Revise the stretch from the line containing "Identify every instance of the trimmed" through the end of the material, replacing "trimmed bush" with "pruned shrub" and leaving everything else unchanged. Return only that stretch.

• **DATASET RECORDS**:
^^^^^^^^
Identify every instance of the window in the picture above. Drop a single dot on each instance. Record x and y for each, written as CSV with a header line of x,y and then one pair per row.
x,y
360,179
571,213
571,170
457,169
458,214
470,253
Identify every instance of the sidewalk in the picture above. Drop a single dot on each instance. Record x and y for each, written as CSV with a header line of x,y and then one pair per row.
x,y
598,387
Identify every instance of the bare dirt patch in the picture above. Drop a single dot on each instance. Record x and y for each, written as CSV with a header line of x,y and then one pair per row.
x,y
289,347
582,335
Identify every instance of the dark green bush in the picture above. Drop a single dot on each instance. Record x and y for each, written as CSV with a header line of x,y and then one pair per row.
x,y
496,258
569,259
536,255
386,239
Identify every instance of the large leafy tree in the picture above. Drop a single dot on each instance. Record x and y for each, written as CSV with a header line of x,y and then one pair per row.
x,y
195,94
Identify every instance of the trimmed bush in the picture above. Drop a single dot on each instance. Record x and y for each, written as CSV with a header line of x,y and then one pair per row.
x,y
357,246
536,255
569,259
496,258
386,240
^^^^^^^^
• **COMPLETED TASK**:
Identify every instance of the pruned shrub in the picture above. Drop a single dot on each instance. Record x and y for each, written as CSV with a header line of x,y and then one pair per row.
x,y
357,246
536,255
569,259
496,258
386,240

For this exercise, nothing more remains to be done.